EXERCISE
Start to finish, repeat the records exactly.

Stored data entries
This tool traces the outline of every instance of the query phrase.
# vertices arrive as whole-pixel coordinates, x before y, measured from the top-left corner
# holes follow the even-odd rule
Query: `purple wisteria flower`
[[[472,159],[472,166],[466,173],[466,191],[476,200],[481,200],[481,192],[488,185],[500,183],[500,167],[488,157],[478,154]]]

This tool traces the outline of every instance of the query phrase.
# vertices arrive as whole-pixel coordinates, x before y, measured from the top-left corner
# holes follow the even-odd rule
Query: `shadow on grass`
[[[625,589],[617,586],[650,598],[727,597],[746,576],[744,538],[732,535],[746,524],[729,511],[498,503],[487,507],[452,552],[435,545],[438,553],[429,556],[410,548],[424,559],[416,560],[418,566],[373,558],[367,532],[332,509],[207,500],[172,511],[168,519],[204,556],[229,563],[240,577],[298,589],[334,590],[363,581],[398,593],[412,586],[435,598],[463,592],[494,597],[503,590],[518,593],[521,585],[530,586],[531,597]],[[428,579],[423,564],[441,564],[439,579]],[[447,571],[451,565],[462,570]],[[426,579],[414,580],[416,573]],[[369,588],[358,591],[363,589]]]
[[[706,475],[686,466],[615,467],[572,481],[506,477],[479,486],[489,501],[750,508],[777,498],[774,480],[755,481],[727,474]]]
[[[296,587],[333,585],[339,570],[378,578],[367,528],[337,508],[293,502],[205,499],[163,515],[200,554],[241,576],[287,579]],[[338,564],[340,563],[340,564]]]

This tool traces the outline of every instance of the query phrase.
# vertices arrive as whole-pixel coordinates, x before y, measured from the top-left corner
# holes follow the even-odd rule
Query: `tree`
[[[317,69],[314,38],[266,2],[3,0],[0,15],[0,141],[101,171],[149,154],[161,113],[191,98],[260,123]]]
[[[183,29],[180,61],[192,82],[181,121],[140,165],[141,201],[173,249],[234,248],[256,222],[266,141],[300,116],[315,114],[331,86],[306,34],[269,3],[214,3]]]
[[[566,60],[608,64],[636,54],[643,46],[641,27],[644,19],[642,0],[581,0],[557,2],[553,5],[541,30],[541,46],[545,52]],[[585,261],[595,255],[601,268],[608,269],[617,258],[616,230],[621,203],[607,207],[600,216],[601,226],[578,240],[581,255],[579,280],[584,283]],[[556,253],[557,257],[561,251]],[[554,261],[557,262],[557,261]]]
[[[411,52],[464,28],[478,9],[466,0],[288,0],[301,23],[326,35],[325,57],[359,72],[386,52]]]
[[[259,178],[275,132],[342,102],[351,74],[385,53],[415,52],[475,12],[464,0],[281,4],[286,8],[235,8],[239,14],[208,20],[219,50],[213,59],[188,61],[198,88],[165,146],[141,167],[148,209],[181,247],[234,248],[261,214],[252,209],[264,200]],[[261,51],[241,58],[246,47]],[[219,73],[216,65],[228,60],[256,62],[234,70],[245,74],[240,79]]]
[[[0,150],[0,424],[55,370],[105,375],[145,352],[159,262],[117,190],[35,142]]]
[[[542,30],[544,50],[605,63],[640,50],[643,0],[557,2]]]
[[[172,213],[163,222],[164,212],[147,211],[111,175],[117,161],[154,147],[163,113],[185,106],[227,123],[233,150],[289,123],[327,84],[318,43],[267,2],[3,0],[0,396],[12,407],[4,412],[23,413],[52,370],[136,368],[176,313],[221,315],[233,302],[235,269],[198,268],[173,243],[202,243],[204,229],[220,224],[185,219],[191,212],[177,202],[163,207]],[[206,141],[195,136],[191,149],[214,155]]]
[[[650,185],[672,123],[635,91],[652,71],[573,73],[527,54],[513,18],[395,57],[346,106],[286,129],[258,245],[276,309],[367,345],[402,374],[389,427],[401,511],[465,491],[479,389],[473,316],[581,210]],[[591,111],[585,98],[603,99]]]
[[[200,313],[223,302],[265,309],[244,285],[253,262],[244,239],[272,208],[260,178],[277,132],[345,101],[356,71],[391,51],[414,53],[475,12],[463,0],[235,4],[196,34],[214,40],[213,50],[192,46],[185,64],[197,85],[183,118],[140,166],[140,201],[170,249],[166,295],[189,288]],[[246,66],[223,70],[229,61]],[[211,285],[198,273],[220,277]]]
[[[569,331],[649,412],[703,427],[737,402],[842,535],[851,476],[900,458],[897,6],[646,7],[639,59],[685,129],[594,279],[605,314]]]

TASK RESULT
This tool traces the outline of every instance of the query phrase.
# vertices arrive as whole-pixel coordinates, x before y, measured from the top-left corner
# holes follow the even-odd rule
Query: `purple wisteria flower`
[[[472,159],[472,166],[466,173],[466,191],[476,200],[481,200],[481,192],[488,185],[500,183],[500,167],[488,157],[478,154]]]

This tool traces the outline of every instance of the query phrase.
# vertices arrive as whole-pixel coordinates, x before y, measured from the top-left corner
# holes follow the even-odd rule
Query: `shadow on grass`
[[[625,589],[617,586],[650,598],[727,597],[746,576],[744,538],[732,535],[746,524],[729,511],[498,503],[487,507],[452,552],[435,545],[438,553],[429,556],[410,548],[424,559],[416,560],[418,566],[373,558],[367,532],[332,509],[207,500],[172,511],[168,519],[204,556],[229,563],[240,577],[298,589],[334,590],[363,581],[398,593],[412,586],[435,598],[463,592],[494,597],[503,590],[518,593],[521,585],[530,586],[531,597]],[[428,579],[423,564],[441,564],[439,579]],[[447,571],[451,565],[462,570]],[[426,579],[414,580],[416,573]],[[369,588],[358,591],[363,589]]]
[[[706,475],[686,466],[615,467],[572,481],[506,477],[479,486],[489,501],[750,508],[777,498],[774,480],[755,481],[727,474]]]
[[[296,587],[333,585],[339,570],[378,578],[367,528],[337,508],[293,502],[205,499],[163,515],[200,554],[241,576],[287,579]],[[338,564],[340,563],[340,564]]]

This tool traces the outline of every instance of the query phrase.
# vertices arrive as whole-pixel coordinates, x before y, measured from the top-left corner
# holes follow the even-odd rule
Query: `tree`
[[[317,69],[314,38],[266,2],[3,0],[0,15],[0,141],[101,171],[149,154],[161,113],[191,98],[260,123]]]
[[[183,29],[180,61],[192,82],[181,121],[140,165],[141,201],[173,249],[234,248],[256,222],[266,141],[300,116],[315,114],[331,86],[306,34],[269,3],[214,3]]]
[[[566,60],[608,64],[636,54],[643,46],[641,27],[644,19],[642,0],[581,0],[557,2],[553,5],[541,30],[541,46],[545,52]],[[585,261],[595,255],[601,268],[608,269],[617,258],[616,230],[621,203],[607,207],[600,216],[601,226],[578,240],[581,255],[579,280],[584,283]],[[556,253],[557,257],[561,251]],[[554,261],[557,262],[557,261]]]
[[[411,52],[464,28],[478,9],[466,0],[288,0],[301,23],[326,35],[325,57],[359,72],[386,52]]]
[[[259,178],[275,132],[342,102],[351,74],[385,53],[415,52],[475,12],[464,0],[281,4],[286,8],[235,8],[239,14],[208,20],[219,50],[213,59],[188,61],[198,88],[165,146],[141,167],[148,209],[181,247],[234,248],[261,214],[252,209],[264,200]],[[261,51],[241,58],[246,47]],[[219,73],[216,65],[228,60],[256,62],[234,70],[245,74],[240,79]]]
[[[0,150],[0,424],[55,370],[105,375],[145,352],[159,262],[117,190],[35,142]]]
[[[542,30],[544,50],[605,63],[640,50],[643,0],[557,2]]]
[[[172,213],[163,222],[164,212],[147,211],[111,175],[117,161],[154,147],[163,113],[185,106],[227,123],[233,150],[289,123],[327,84],[318,43],[267,2],[3,0],[0,396],[12,407],[4,412],[23,413],[52,370],[136,368],[176,313],[221,315],[233,302],[235,269],[198,268],[173,243],[202,243],[204,229],[220,224],[185,219],[191,212],[177,202],[163,207]],[[206,141],[195,136],[191,149],[214,155]]]
[[[650,185],[672,123],[635,91],[652,71],[573,73],[527,54],[513,18],[395,57],[346,106],[286,129],[258,245],[276,309],[367,345],[402,374],[389,427],[401,511],[465,491],[479,389],[473,316],[581,210]],[[591,111],[585,98],[603,99]]]
[[[200,313],[223,302],[265,309],[244,285],[253,262],[244,239],[272,208],[260,178],[277,132],[345,101],[356,71],[391,51],[414,53],[475,12],[463,0],[235,4],[196,34],[214,40],[213,50],[192,46],[185,64],[197,85],[183,118],[140,166],[140,201],[170,249],[166,295],[189,288]],[[246,66],[223,70],[229,61]],[[211,285],[198,273],[220,277]]]
[[[569,331],[649,412],[703,427],[737,402],[842,535],[851,476],[900,458],[897,6],[646,7],[639,59],[685,129],[594,279],[605,314]]]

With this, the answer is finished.